Text shown:
★ ★ ★ ★

When I smacked a boy upside the head who tried to grab my breasts, the home economics teacher said if I couldn’t stop acting like that no boy would ever marry me. I had no vision of what life could be without marrying a boy and gay marriage was still an oxymoron; I decided that marriage was a trap that I would never willingly step into. I mostly still think that.

I discovered feminism with an insatiable hunger. I read every book, bought every woman’s music album and joined consciousness raising groups, and coming out groups.

Today my female students often insist they are not feminists. My feminism is quaint to them, not the radical edge of human transformation, but nostalgia from a bygone generation. In their eyes I am a woman who still thinks that gender matters. Of course they believe in equal rights and equal pay for equal work. Of course they think that “girls” should go to college and become doctors. Their definition of feminism is: a woman who hates men. I try to explain that it was actually men who hated women, and we rebelled, us feminists. I tell them that all they have in their lives today is the fruits of a movement that women planted with our own hands, the soil was our very bodies. Gender, I insist, still matters.

The lesbian-feminist community that reared me does not exist anymore. The small coffee houses, the sense of commonality are relics of another day. Partially the movement that was, has been absorbed into the larger LGBTQQI-alphabet soup movement for queer civil rights. Partially it became transformed into academic women’s studies programs. Partially it has been co-opted, sold out to the dazzle of consumer capitalism and the lure of romantic security, represented by gay business and gay marriage. A friend smiles and says, “We really thought we could change the world,” and I remind her: we did. We changed the world.

★ ★ ★ ★

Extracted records
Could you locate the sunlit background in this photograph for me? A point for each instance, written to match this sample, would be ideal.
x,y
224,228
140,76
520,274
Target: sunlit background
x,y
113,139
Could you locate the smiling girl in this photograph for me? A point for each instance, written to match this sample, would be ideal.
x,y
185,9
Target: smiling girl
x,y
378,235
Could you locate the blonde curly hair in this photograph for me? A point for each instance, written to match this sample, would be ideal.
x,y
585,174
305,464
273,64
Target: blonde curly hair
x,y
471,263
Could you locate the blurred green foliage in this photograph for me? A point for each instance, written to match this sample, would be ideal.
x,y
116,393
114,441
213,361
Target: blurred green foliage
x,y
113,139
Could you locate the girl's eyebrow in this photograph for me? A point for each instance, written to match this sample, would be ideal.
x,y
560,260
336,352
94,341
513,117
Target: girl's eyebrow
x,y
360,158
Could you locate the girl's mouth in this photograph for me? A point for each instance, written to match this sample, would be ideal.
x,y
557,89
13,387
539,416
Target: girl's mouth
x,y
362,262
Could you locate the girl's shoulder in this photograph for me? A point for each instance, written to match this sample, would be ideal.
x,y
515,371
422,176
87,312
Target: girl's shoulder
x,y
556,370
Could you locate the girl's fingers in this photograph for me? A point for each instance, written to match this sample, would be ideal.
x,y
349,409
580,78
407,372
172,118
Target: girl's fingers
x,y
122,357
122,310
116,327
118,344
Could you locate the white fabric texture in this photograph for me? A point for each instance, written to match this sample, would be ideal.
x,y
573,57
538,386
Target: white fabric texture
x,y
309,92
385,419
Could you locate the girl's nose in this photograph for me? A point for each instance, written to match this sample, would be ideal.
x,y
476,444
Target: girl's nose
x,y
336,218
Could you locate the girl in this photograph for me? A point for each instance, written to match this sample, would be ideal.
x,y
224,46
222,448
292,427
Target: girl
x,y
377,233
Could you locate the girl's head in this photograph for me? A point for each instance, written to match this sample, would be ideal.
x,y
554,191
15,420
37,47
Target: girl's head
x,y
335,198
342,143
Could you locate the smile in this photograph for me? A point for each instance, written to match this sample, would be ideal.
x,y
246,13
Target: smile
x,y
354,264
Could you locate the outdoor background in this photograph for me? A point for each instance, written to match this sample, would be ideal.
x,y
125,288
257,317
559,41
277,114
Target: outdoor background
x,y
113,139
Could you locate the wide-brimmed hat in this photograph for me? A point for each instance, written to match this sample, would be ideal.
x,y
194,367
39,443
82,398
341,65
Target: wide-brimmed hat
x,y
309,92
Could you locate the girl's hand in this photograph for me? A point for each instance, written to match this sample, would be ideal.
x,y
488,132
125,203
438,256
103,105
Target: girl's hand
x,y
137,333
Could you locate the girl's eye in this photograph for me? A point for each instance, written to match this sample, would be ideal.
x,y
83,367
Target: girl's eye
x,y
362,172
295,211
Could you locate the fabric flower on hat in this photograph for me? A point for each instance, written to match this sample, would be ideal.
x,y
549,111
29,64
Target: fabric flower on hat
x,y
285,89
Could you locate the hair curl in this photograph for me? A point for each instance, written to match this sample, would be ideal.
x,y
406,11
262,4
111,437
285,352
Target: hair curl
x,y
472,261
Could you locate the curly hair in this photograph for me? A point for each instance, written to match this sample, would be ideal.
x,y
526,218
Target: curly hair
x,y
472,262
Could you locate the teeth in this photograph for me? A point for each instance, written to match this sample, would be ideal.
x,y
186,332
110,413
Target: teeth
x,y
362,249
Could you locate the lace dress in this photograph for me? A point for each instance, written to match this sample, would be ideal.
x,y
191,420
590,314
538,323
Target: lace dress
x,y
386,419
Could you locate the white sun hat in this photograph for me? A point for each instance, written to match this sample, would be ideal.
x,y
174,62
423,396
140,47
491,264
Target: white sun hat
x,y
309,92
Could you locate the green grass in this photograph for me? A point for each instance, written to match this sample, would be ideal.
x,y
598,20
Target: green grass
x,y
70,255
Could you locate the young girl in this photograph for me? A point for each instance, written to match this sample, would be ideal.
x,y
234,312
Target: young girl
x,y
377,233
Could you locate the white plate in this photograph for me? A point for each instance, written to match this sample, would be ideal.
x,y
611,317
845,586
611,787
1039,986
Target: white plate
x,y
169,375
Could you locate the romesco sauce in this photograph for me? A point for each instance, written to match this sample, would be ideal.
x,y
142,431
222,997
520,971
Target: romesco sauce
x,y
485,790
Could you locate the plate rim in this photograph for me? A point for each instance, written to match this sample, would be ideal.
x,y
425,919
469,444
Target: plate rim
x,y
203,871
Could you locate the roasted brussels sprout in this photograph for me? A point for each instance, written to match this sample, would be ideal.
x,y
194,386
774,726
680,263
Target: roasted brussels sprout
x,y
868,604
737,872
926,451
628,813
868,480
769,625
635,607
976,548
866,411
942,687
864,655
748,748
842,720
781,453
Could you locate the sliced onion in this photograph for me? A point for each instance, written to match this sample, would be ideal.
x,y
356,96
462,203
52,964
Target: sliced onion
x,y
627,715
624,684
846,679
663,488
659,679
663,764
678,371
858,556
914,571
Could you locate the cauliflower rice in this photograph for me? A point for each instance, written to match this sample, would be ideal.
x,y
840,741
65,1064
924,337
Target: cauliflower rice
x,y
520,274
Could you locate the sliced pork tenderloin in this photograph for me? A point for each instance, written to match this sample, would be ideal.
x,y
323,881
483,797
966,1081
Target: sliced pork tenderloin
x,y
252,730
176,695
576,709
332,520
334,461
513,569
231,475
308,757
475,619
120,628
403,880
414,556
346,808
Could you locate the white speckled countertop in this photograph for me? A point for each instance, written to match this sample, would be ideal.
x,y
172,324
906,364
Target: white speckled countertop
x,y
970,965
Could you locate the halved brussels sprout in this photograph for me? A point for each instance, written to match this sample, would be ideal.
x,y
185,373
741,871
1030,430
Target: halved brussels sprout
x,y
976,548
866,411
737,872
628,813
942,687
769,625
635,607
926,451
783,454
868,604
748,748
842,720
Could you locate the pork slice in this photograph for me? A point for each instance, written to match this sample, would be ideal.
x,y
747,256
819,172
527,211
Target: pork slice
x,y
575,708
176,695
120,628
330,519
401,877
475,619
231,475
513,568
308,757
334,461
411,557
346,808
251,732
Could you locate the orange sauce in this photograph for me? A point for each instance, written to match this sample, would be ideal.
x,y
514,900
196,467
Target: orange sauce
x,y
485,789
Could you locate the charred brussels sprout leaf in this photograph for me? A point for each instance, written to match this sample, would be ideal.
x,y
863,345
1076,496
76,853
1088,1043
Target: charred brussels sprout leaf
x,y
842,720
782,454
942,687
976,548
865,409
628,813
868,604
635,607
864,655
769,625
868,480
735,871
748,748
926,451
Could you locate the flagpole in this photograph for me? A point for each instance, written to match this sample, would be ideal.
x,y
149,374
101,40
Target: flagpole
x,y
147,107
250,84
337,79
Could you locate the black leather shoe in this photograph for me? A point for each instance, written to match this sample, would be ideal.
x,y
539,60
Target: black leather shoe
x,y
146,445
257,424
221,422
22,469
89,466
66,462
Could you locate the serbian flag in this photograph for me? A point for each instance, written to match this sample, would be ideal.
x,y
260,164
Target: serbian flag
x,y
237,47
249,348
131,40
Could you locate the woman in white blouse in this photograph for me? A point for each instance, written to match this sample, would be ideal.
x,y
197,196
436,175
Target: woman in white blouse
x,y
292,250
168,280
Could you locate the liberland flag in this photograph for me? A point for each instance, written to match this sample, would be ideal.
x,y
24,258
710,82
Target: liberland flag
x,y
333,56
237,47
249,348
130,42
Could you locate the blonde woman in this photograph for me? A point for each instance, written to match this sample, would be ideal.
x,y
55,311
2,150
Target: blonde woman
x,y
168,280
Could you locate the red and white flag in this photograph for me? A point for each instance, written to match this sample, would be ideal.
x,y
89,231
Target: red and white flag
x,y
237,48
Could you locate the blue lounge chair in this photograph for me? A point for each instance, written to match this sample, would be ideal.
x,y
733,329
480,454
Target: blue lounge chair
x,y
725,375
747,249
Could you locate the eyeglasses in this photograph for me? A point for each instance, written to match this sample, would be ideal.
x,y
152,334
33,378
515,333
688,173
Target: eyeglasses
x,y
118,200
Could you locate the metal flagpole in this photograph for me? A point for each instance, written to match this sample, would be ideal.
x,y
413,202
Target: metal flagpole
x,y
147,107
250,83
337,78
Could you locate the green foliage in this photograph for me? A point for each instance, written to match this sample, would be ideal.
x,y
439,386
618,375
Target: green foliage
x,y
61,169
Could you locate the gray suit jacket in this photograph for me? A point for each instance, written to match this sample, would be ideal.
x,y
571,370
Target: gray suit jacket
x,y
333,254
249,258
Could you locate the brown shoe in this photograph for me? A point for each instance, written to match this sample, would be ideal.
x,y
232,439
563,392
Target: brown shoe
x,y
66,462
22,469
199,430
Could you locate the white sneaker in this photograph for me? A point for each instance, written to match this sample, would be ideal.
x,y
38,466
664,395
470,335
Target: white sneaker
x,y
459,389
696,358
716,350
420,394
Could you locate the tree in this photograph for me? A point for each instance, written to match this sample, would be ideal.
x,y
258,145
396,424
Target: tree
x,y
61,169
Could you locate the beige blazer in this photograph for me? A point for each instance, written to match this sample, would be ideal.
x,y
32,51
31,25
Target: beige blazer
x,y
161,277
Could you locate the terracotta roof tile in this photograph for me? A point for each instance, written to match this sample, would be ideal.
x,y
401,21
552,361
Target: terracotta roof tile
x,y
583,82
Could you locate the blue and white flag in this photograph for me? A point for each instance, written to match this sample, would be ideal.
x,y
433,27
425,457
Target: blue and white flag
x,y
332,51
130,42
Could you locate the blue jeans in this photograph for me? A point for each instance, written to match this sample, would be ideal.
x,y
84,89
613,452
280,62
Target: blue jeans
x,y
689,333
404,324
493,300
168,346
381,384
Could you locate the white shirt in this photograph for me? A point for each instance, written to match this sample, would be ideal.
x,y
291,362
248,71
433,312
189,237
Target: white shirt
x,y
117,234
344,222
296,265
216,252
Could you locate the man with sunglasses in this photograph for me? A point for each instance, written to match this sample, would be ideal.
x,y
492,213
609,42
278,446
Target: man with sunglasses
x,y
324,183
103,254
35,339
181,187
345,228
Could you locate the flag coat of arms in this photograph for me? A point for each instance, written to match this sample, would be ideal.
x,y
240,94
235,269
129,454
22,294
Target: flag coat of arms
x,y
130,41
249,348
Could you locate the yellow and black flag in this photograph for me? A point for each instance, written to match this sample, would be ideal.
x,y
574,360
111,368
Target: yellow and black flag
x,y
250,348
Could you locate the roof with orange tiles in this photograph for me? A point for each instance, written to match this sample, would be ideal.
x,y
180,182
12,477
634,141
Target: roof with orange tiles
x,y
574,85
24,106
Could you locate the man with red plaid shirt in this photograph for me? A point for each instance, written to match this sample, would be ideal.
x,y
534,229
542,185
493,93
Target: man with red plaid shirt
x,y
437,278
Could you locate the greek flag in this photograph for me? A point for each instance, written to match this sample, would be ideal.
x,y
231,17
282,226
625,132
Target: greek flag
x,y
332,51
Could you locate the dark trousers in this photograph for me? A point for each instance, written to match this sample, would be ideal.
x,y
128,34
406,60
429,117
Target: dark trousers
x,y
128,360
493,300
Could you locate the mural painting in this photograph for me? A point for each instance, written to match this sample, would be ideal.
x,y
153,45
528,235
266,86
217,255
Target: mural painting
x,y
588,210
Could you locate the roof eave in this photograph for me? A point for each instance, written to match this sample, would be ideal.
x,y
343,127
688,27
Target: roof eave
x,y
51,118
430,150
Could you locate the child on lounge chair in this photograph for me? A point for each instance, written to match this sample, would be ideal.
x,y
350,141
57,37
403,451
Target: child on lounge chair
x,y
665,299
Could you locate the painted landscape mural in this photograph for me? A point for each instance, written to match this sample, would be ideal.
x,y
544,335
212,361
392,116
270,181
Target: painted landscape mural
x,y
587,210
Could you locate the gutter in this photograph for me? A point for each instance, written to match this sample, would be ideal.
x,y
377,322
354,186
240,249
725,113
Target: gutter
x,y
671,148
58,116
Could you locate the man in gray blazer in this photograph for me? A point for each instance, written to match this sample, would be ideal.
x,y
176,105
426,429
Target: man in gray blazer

★ ★ ★ ★

Written request 1: From the passage on feminism shown above the entries, set down word for word the portion starting with "When I smacked" and going on through "coming out groups.".
Written request 2: In the passage on feminism, the writer names what partially became of the lesbian-feminist movement. List each of those outcomes.

Full response 1:
When I smacked a boy upside the head who tried to grab my breasts, the home economics teacher said if I couldn’t stop acting like that no boy would ever marry me. I had no vision of what life could be without marrying a boy and gay marriage was still an oxymoron; I decided that marriage was a trap that I would never willingly step into. I mostly still think that.

I discovered feminism with an insatiable hunger. I read every book, bought every woman’s music album and joined consciousness raising groups, and coming out groups.

Full response 2:
- It has been absorbed into the larger LGBTQQI-alphabet soup movement for queer civil rights.
- It became transformed into academic women's studies programs.
- It has been co-opted, sold out to the dazzle of consumer capitalism and the lure of romantic security, represented by gay business and gay marriage.